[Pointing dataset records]
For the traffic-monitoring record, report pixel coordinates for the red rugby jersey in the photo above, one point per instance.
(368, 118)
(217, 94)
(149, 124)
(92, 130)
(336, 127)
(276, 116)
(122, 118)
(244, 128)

• **Instruction**:
Render every line of the records above as a JSON array of strings, one string per line, skipping any blank lines.

• **Exercise result**:
[
  "For the traffic-monitoring record, report pixel coordinates for the red rugby jersey in the photo above, one point per instance.",
  "(368, 118)",
  "(217, 94)",
  "(149, 124)",
  "(92, 130)",
  "(336, 127)",
  "(276, 116)",
  "(122, 118)",
  "(244, 128)"
]